**Work item:**
Only the lines with "folded" in the entries below belong in the answer; please copy them.

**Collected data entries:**
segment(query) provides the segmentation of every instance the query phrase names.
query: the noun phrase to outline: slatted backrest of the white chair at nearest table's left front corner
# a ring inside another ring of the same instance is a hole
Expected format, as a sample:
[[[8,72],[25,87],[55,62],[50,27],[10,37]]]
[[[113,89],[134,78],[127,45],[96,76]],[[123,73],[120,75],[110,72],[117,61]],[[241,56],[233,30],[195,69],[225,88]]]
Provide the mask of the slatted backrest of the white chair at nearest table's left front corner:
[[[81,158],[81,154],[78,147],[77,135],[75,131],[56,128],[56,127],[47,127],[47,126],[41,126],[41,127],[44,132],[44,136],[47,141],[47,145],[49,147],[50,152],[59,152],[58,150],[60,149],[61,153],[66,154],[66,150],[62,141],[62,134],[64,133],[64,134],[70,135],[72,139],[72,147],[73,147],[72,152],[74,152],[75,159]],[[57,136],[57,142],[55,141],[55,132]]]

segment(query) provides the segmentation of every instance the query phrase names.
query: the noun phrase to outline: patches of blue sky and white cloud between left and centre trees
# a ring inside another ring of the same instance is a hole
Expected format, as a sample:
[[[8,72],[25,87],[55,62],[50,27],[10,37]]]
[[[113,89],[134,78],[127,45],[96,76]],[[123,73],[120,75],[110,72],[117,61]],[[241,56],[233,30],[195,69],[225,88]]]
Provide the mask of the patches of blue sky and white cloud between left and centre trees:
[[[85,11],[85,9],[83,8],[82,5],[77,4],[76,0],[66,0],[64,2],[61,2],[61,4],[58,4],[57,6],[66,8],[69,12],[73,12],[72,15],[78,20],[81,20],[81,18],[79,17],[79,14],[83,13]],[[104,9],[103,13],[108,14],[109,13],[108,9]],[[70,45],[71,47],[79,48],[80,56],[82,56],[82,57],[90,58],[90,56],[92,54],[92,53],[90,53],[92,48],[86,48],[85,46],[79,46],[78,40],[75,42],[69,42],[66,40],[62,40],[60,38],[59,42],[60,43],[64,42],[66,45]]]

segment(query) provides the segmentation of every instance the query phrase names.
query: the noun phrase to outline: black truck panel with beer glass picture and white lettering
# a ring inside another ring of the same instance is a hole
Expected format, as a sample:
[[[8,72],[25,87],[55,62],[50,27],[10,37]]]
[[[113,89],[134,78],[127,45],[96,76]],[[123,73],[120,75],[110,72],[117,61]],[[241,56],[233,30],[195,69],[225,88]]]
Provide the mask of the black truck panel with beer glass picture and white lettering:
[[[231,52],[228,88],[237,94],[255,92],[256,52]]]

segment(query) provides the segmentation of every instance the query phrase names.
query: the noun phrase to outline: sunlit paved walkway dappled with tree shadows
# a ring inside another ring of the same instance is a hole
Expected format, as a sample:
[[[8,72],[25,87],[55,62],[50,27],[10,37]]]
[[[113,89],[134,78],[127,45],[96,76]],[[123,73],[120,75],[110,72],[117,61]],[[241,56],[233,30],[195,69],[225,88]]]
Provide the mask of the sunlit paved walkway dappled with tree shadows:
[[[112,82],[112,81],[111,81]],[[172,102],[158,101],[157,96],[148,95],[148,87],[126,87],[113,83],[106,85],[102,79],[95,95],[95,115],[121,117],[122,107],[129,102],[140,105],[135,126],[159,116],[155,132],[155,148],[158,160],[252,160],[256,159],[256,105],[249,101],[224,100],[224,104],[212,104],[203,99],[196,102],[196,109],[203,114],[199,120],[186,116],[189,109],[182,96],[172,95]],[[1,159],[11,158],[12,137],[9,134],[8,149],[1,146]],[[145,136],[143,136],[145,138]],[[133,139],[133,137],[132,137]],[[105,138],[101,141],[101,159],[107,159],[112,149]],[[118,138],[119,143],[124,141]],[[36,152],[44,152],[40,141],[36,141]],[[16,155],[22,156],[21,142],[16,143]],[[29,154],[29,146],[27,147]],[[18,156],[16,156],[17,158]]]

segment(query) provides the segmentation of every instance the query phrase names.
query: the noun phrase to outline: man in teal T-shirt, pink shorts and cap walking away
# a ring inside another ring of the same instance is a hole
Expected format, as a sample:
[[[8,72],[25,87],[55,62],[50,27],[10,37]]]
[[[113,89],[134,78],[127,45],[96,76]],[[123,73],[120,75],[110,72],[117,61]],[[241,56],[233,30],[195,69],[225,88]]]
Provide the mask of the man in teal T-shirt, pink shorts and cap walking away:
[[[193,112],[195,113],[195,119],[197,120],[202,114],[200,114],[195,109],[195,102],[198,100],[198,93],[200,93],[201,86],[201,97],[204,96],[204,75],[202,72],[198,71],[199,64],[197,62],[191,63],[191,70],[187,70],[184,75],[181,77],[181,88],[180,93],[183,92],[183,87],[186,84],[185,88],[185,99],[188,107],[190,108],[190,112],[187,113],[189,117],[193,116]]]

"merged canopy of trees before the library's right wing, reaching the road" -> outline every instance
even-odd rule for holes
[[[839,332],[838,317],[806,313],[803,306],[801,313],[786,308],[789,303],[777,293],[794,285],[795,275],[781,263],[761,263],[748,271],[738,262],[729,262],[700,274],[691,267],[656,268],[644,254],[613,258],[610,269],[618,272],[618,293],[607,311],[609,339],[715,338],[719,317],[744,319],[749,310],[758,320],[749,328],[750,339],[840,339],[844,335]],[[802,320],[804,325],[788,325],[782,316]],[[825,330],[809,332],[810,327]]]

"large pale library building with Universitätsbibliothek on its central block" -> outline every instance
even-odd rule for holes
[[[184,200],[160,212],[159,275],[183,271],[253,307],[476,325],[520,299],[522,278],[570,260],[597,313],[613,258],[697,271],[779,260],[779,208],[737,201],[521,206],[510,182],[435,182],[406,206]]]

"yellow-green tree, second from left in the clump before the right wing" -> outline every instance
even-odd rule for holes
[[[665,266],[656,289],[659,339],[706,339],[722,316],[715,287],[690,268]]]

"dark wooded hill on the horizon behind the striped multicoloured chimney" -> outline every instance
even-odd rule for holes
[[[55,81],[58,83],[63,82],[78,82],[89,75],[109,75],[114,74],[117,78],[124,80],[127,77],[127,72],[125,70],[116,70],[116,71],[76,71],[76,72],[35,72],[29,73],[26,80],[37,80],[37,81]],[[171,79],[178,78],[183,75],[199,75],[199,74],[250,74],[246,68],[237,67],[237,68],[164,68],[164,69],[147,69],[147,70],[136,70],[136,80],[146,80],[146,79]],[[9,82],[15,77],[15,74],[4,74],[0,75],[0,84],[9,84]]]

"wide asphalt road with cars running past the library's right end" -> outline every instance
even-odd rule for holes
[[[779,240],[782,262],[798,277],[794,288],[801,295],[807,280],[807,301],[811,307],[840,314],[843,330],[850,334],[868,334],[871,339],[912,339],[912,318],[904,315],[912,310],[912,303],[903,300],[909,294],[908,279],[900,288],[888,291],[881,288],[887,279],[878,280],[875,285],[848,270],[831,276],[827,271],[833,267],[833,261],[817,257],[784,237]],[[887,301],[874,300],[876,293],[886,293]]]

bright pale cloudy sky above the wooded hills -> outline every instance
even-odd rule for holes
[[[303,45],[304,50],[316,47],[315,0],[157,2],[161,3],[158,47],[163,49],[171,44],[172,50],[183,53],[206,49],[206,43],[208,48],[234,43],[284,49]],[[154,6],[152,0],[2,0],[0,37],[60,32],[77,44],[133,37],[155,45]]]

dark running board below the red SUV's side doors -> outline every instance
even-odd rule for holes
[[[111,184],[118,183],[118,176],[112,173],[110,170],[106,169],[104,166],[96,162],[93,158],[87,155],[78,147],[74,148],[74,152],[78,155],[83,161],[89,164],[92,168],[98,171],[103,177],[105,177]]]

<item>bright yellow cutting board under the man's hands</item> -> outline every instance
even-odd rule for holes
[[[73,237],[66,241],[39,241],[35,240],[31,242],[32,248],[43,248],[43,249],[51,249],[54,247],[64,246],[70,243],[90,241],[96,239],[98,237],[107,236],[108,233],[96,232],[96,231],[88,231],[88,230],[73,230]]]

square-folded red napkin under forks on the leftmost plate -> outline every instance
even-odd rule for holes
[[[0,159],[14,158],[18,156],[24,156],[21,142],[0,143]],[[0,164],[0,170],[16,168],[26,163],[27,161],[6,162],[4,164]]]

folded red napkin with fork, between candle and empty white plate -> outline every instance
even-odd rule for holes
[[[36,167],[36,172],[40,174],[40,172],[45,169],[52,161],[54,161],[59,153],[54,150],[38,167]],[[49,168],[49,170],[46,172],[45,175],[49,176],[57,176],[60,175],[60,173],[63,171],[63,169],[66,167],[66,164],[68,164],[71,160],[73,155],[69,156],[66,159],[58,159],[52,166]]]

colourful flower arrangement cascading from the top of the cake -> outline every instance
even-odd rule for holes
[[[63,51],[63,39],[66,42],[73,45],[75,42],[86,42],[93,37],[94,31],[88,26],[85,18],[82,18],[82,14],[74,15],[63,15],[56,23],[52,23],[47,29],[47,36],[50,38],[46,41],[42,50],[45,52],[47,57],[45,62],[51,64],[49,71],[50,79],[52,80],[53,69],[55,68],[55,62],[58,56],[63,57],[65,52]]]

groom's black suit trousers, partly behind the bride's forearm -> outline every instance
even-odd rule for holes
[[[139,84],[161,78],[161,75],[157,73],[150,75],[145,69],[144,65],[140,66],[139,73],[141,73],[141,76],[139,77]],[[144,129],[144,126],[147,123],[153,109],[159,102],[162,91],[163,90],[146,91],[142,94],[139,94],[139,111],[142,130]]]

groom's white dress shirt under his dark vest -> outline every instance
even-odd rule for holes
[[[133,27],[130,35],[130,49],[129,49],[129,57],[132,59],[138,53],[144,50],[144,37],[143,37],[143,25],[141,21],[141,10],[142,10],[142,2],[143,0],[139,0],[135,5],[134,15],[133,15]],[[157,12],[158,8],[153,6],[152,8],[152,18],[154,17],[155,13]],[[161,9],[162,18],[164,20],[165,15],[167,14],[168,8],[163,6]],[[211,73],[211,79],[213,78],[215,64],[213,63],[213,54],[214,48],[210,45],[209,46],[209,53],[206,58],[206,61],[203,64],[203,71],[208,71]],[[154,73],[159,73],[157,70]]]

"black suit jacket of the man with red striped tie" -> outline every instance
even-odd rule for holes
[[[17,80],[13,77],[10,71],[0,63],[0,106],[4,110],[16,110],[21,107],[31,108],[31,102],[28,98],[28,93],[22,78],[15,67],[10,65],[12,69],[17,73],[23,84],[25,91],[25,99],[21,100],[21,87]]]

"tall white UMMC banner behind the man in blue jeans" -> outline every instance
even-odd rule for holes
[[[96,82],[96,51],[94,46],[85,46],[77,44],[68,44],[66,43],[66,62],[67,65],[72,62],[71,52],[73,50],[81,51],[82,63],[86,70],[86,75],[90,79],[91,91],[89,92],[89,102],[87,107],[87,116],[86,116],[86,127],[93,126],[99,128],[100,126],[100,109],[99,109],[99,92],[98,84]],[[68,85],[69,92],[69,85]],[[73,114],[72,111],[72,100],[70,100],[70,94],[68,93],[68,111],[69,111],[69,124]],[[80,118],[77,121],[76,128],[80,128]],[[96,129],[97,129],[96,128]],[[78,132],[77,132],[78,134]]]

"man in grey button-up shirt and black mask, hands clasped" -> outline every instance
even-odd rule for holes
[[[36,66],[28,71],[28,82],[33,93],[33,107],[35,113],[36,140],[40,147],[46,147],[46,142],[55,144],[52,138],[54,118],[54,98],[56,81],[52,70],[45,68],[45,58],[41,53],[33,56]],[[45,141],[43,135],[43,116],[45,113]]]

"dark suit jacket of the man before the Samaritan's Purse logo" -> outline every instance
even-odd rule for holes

**Solution to this problem:**
square-folded red napkin under forks on the leftmost plate -> outline every instance
folded red napkin with fork, between candle and empty white plate -> outline every instance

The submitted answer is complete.